▶ [WHAT TO PRODUCE]
Report how many lines in the records contain the string "horizon", with case counting, and give only the number.

▶ [Annotation data for object locations]
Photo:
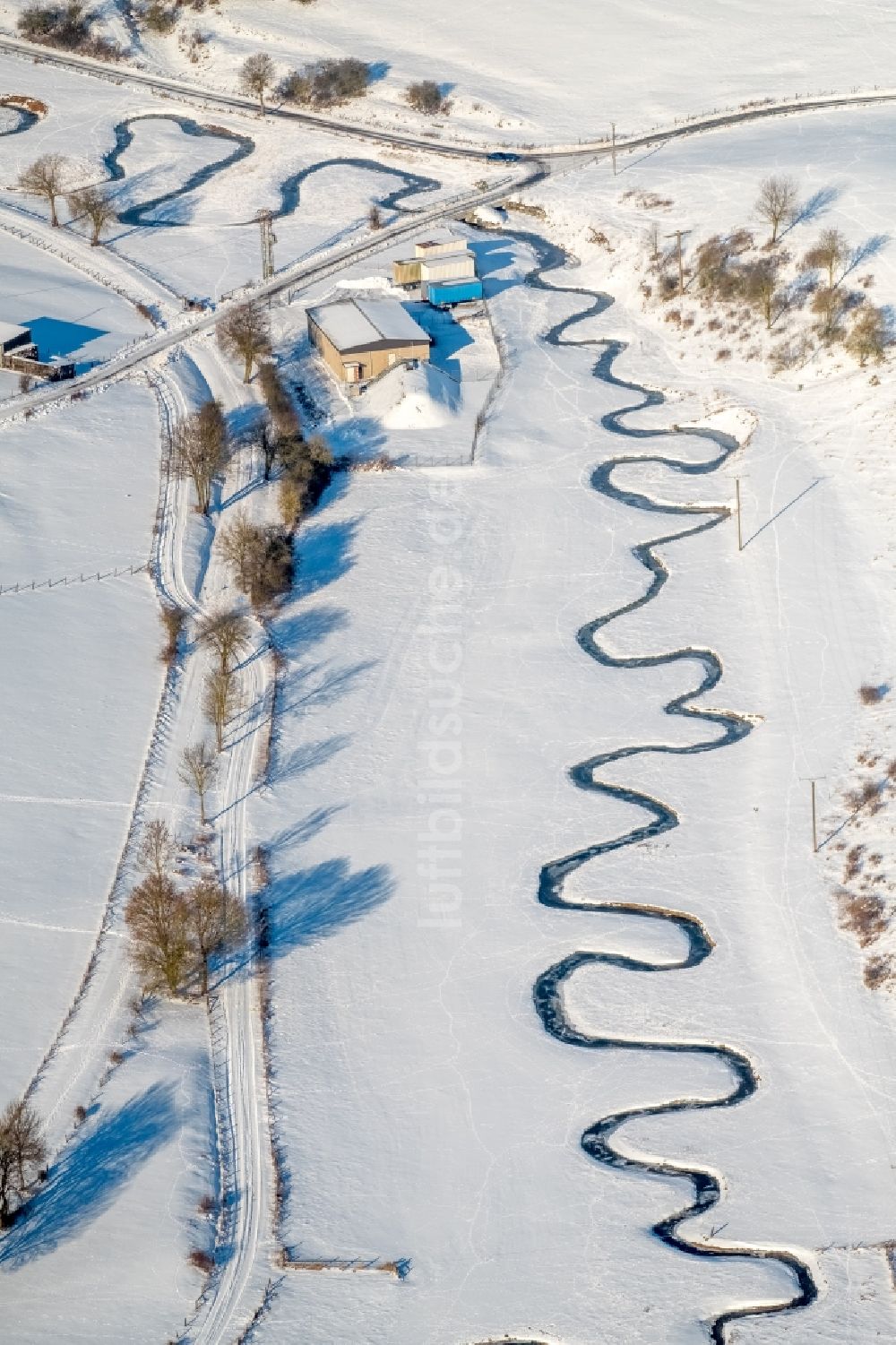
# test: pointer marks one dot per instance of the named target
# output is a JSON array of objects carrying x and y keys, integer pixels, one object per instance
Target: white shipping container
[
  {"x": 453, "y": 266},
  {"x": 437, "y": 247}
]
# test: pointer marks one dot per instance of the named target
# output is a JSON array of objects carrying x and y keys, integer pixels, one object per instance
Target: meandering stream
[
  {"x": 549, "y": 988},
  {"x": 136, "y": 215}
]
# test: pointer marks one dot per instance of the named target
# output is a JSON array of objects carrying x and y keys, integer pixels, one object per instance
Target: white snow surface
[
  {"x": 436, "y": 1121},
  {"x": 534, "y": 73},
  {"x": 81, "y": 679},
  {"x": 434, "y": 700}
]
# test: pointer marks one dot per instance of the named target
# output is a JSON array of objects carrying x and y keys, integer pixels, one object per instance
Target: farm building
[
  {"x": 458, "y": 265},
  {"x": 13, "y": 338},
  {"x": 436, "y": 247},
  {"x": 362, "y": 338},
  {"x": 19, "y": 353},
  {"x": 445, "y": 293},
  {"x": 435, "y": 261},
  {"x": 407, "y": 272}
]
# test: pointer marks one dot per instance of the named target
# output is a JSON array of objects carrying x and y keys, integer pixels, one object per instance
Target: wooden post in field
[{"x": 813, "y": 781}]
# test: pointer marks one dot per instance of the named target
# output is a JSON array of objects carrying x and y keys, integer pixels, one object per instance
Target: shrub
[
  {"x": 66, "y": 26},
  {"x": 172, "y": 620},
  {"x": 158, "y": 18},
  {"x": 863, "y": 916},
  {"x": 326, "y": 83},
  {"x": 879, "y": 971},
  {"x": 863, "y": 795},
  {"x": 262, "y": 558},
  {"x": 426, "y": 96}
]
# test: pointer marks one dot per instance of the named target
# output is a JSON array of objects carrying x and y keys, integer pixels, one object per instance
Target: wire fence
[{"x": 94, "y": 577}]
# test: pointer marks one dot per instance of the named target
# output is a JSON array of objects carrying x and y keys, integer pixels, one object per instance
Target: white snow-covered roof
[
  {"x": 8, "y": 331},
  {"x": 359, "y": 323}
]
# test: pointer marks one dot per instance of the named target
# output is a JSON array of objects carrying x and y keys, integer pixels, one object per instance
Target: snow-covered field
[
  {"x": 407, "y": 845},
  {"x": 81, "y": 679},
  {"x": 431, "y": 703},
  {"x": 528, "y": 73}
]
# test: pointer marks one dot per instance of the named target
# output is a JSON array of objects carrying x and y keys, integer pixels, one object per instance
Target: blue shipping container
[{"x": 447, "y": 292}]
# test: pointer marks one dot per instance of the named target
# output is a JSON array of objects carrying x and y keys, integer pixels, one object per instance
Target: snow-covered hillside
[
  {"x": 533, "y": 73},
  {"x": 556, "y": 1022}
]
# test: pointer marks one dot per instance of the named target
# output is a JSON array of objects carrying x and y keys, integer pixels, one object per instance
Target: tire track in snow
[{"x": 547, "y": 991}]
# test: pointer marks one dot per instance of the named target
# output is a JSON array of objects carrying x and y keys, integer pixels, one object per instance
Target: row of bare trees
[
  {"x": 46, "y": 177},
  {"x": 731, "y": 269},
  {"x": 23, "y": 1151},
  {"x": 175, "y": 932}
]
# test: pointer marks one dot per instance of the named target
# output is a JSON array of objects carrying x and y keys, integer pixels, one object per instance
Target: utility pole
[
  {"x": 268, "y": 239},
  {"x": 677, "y": 236},
  {"x": 812, "y": 787}
]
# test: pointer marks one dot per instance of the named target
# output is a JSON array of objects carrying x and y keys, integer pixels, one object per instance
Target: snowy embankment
[
  {"x": 151, "y": 1130},
  {"x": 536, "y": 73},
  {"x": 435, "y": 703},
  {"x": 81, "y": 679},
  {"x": 202, "y": 238}
]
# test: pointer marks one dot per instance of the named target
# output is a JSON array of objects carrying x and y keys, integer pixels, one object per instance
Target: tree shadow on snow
[
  {"x": 493, "y": 254},
  {"x": 306, "y": 829},
  {"x": 315, "y": 902},
  {"x": 307, "y": 757},
  {"x": 321, "y": 684},
  {"x": 90, "y": 1175},
  {"x": 324, "y": 555},
  {"x": 813, "y": 207},
  {"x": 297, "y": 633}
]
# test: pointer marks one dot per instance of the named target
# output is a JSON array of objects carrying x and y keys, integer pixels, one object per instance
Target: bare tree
[
  {"x": 426, "y": 96},
  {"x": 868, "y": 335},
  {"x": 97, "y": 207},
  {"x": 201, "y": 448},
  {"x": 759, "y": 281},
  {"x": 256, "y": 77},
  {"x": 156, "y": 918},
  {"x": 829, "y": 253},
  {"x": 198, "y": 771},
  {"x": 262, "y": 557},
  {"x": 829, "y": 306},
  {"x": 220, "y": 703},
  {"x": 246, "y": 333},
  {"x": 22, "y": 1154},
  {"x": 238, "y": 542},
  {"x": 217, "y": 924},
  {"x": 777, "y": 203},
  {"x": 156, "y": 850},
  {"x": 223, "y": 633},
  {"x": 45, "y": 177}
]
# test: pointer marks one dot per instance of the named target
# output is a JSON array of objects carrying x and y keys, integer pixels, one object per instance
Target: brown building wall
[{"x": 373, "y": 362}]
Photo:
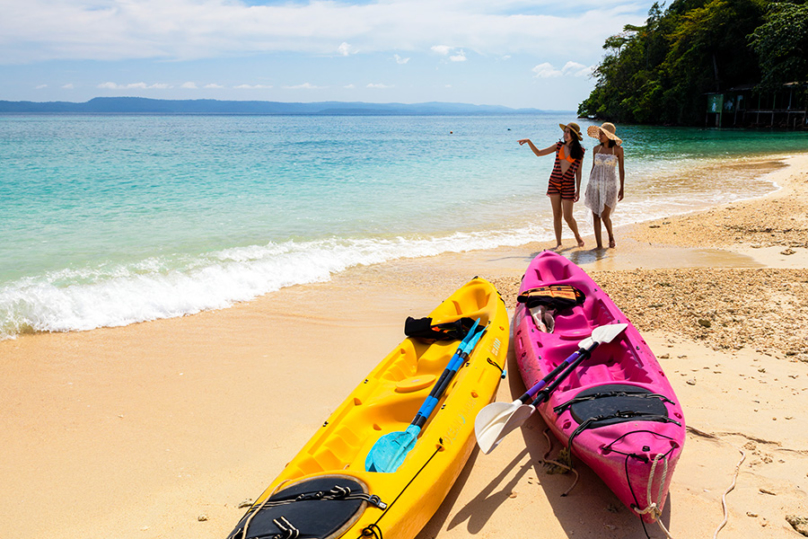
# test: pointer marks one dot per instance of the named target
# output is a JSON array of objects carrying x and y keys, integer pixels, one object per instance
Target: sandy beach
[{"x": 163, "y": 429}]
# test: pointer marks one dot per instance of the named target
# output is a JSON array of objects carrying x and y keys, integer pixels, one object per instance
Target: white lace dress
[{"x": 602, "y": 187}]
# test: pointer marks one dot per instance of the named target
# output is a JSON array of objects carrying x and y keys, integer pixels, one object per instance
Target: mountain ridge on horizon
[{"x": 144, "y": 105}]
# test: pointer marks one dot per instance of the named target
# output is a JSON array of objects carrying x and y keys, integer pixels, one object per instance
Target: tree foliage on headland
[{"x": 659, "y": 73}]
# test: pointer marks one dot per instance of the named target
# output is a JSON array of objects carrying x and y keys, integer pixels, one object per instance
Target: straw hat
[
  {"x": 607, "y": 129},
  {"x": 575, "y": 128}
]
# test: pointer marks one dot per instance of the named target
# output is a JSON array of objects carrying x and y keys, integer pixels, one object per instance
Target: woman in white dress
[{"x": 602, "y": 191}]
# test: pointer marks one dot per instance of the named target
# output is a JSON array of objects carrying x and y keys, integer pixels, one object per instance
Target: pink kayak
[{"x": 617, "y": 411}]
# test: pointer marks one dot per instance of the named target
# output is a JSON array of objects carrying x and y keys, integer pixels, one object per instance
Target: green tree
[
  {"x": 781, "y": 43},
  {"x": 659, "y": 72}
]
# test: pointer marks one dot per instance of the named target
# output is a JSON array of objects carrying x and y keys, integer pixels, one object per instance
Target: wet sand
[{"x": 162, "y": 429}]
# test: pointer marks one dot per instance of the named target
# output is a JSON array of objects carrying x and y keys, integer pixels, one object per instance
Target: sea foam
[{"x": 88, "y": 298}]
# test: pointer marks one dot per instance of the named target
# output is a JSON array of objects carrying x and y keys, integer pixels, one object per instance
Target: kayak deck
[
  {"x": 617, "y": 411},
  {"x": 386, "y": 401}
]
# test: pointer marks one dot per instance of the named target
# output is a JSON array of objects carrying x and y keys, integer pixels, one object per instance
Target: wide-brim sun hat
[
  {"x": 607, "y": 129},
  {"x": 575, "y": 128}
]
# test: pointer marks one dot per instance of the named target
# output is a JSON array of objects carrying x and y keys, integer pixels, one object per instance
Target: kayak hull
[
  {"x": 618, "y": 407},
  {"x": 386, "y": 401}
]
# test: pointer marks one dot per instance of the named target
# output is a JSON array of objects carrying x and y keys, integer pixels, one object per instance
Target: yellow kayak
[{"x": 326, "y": 490}]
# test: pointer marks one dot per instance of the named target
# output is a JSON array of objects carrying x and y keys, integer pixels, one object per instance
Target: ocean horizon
[{"x": 113, "y": 220}]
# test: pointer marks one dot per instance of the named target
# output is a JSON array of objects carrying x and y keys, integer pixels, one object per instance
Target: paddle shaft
[
  {"x": 531, "y": 393},
  {"x": 445, "y": 379},
  {"x": 583, "y": 354}
]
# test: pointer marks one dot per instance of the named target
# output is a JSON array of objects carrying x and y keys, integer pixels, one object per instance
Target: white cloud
[
  {"x": 459, "y": 57},
  {"x": 305, "y": 86},
  {"x": 41, "y": 30},
  {"x": 134, "y": 86},
  {"x": 577, "y": 70},
  {"x": 345, "y": 49},
  {"x": 546, "y": 71},
  {"x": 570, "y": 69}
]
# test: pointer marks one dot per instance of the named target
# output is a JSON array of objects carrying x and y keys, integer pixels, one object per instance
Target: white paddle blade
[
  {"x": 511, "y": 416},
  {"x": 607, "y": 333}
]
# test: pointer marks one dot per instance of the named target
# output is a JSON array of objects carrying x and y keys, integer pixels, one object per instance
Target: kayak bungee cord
[{"x": 653, "y": 507}]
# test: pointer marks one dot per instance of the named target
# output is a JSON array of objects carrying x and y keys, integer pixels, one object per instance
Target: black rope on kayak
[
  {"x": 664, "y": 456},
  {"x": 561, "y": 407},
  {"x": 636, "y": 501},
  {"x": 609, "y": 447},
  {"x": 373, "y": 530}
]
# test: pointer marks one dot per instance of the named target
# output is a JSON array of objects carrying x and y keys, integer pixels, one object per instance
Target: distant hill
[{"x": 139, "y": 105}]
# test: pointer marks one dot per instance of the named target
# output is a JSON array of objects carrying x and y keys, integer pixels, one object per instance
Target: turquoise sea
[{"x": 111, "y": 220}]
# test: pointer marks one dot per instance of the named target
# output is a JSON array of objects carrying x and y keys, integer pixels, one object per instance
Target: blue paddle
[{"x": 389, "y": 451}]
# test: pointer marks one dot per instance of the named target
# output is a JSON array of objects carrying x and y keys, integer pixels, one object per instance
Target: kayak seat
[
  {"x": 615, "y": 403},
  {"x": 323, "y": 506}
]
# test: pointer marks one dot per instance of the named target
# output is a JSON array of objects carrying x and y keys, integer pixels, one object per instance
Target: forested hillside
[{"x": 659, "y": 73}]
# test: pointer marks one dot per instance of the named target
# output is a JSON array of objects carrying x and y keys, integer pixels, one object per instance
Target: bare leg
[
  {"x": 555, "y": 201},
  {"x": 567, "y": 206},
  {"x": 596, "y": 226},
  {"x": 606, "y": 216}
]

▶ [FULL RESPONSE]
2